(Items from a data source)

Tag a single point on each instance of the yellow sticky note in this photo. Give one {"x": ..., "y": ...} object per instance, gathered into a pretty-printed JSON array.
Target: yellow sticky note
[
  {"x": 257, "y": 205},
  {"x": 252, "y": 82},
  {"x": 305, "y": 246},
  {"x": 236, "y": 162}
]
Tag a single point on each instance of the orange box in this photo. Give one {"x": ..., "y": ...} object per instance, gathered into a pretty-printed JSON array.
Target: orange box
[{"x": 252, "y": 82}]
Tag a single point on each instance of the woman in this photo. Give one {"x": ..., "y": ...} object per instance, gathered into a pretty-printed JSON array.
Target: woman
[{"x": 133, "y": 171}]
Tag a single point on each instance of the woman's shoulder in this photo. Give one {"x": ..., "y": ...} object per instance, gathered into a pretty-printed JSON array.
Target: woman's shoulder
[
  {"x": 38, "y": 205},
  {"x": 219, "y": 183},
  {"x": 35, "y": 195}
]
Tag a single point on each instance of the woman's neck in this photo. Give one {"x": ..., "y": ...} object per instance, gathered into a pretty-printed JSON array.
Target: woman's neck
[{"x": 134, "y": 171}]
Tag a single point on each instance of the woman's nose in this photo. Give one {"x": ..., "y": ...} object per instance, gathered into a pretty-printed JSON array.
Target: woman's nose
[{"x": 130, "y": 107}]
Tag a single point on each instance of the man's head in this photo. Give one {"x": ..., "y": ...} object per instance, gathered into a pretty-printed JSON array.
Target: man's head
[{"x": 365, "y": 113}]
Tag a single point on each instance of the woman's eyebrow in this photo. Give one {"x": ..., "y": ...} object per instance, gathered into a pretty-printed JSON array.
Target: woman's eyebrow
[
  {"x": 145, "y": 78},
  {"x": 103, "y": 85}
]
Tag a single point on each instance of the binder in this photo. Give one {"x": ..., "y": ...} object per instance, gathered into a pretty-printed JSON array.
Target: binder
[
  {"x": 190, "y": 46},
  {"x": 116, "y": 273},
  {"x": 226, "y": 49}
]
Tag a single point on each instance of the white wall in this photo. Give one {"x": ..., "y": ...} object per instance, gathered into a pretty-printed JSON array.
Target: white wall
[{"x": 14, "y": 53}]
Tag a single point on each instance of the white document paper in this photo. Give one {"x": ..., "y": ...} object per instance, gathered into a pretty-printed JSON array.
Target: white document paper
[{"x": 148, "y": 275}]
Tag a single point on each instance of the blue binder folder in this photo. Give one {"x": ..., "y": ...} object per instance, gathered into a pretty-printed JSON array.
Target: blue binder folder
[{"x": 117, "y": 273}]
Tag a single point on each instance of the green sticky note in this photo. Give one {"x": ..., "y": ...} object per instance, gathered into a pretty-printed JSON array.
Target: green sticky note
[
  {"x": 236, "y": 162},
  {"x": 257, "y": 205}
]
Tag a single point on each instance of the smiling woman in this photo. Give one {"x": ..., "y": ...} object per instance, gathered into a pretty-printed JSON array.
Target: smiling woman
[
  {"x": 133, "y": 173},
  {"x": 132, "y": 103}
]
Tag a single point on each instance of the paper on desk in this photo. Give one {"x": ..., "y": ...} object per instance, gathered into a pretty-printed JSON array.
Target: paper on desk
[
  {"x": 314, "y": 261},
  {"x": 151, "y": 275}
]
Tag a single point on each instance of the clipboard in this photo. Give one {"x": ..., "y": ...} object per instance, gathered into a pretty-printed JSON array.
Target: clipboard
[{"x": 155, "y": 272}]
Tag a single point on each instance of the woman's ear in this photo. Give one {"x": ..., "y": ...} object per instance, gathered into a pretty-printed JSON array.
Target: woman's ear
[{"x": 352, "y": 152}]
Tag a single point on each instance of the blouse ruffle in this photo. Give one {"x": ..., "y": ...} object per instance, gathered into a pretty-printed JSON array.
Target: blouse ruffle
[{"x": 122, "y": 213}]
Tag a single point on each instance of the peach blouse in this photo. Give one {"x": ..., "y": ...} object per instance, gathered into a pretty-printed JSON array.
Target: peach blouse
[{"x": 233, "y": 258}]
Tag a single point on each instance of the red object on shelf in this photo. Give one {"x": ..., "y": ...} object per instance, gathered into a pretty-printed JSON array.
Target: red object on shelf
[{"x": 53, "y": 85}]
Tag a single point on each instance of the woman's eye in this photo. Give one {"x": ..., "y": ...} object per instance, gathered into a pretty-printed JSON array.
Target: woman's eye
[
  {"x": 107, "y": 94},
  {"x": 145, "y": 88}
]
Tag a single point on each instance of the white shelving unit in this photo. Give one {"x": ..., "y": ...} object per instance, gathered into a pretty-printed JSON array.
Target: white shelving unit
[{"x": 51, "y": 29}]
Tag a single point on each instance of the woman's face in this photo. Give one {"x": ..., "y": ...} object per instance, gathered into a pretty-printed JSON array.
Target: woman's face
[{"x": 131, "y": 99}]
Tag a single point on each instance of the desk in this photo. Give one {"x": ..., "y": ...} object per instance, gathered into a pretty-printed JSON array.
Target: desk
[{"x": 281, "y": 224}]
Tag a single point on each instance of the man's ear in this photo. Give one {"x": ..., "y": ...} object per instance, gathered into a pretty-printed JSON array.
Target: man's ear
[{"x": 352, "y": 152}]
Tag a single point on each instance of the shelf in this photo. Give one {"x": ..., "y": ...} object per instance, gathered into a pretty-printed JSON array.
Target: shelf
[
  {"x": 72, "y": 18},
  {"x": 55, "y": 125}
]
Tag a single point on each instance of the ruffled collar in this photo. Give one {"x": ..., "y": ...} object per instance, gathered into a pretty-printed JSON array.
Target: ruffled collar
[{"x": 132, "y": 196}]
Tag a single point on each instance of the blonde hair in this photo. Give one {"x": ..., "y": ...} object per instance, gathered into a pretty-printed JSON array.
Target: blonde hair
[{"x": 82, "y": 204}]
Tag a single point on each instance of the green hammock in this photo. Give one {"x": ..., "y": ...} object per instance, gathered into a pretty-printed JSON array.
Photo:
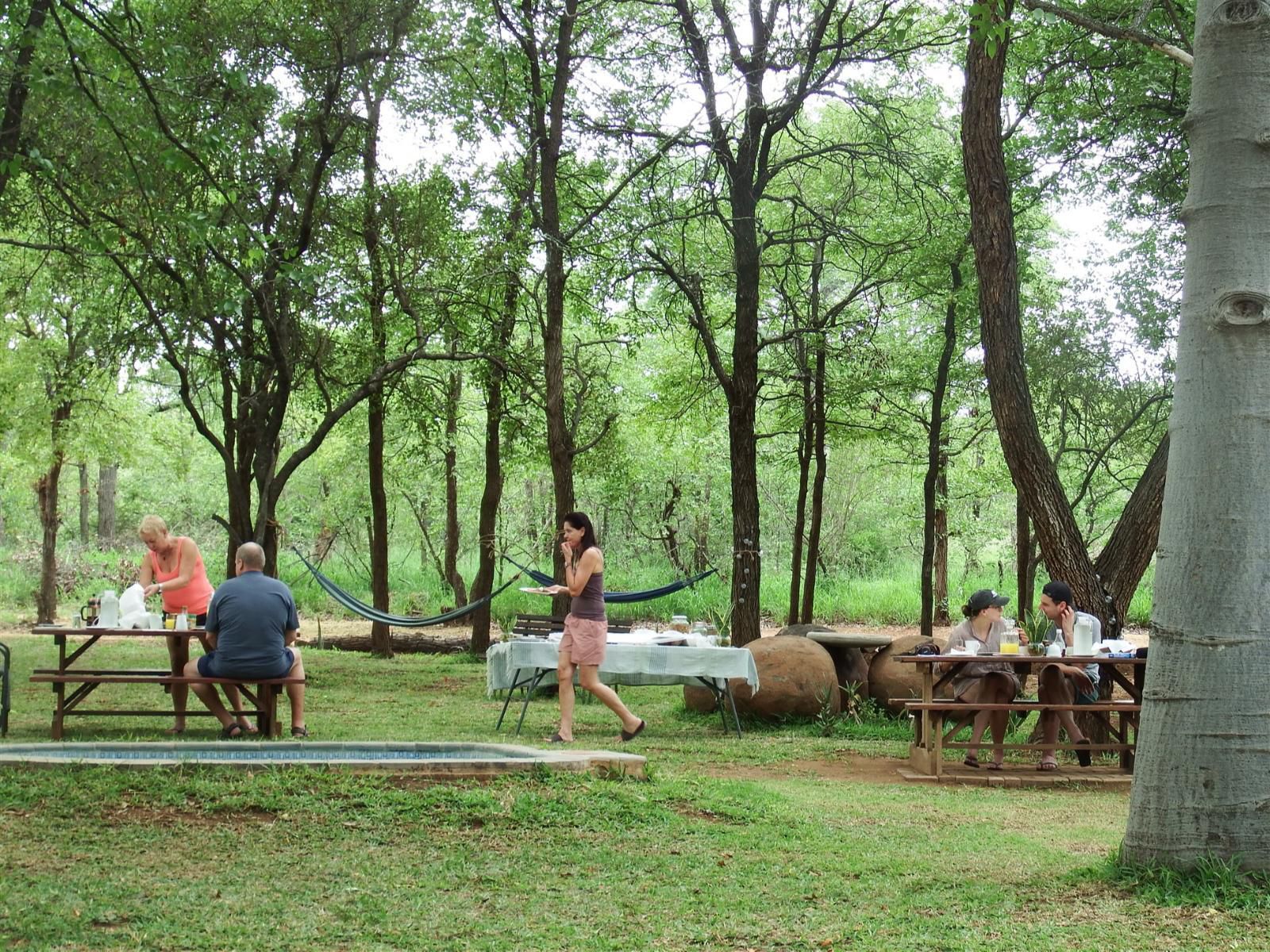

ABOUT THIS TASK: Taking the records from the top, repeat each line exactly until you have repeated the line that contains "Tag a single point on each instance of the woman in".

TASK RESULT:
Tag a single point on each instance of the yellow sticky note in this photo. Give one {"x": ..., "y": ...} object per instance, gathered into a pretty-printed JSON array.
Target: yellow sticky note
[
  {"x": 257, "y": 205},
  {"x": 252, "y": 82},
  {"x": 305, "y": 246},
  {"x": 236, "y": 162}
]
Tag a single point on each instance of the orange box in this photo. Give one {"x": ..., "y": ...} object per instance, gathered into a pretty-printed JSON array.
Target: orange box
[{"x": 252, "y": 82}]
Tag a single point on each instance of the woman in this photo. Give one {"x": ..., "y": ...} object per instance, gathered into a pretty-printed JSON array.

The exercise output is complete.